## STATED EXERCISE
Which lines of the records contain the word "every"? Extract all of them, copying each line in full.

## WORKING DATA

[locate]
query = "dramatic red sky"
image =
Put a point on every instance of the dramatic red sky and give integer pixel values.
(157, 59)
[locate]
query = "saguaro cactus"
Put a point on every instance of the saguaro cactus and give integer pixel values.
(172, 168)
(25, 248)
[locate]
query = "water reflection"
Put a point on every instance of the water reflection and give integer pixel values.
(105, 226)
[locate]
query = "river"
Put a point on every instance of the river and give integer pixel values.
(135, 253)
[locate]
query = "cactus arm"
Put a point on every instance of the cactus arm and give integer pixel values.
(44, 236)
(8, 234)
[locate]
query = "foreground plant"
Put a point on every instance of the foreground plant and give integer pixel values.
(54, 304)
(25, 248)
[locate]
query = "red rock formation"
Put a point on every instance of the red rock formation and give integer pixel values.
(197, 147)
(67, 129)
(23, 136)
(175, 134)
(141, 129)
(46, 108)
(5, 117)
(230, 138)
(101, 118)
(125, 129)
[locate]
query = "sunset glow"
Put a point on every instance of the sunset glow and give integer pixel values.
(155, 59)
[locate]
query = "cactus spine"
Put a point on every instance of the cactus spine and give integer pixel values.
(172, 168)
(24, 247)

## COMPLETED TASK
Put a point on every instance of the dramatic red sky and give integer pixel values.
Put a point on every instance of the saguaro cactus and give integer pixel values.
Put a point on every instance of the water reflection and give integer pixel values.
Put a point on every instance of the river and give integer pixel values.
Put a point on every instance of the cactus arm and give integer pixel values.
Put a point on every instance of the foreground plant and give integer pixel values.
Put a point on every instance of the red rock formation and give integer pixel values.
Put a point on every instance of the sunset glow and give integer pixel values.
Put a point on every instance of the cactus spine and give integer pixel values.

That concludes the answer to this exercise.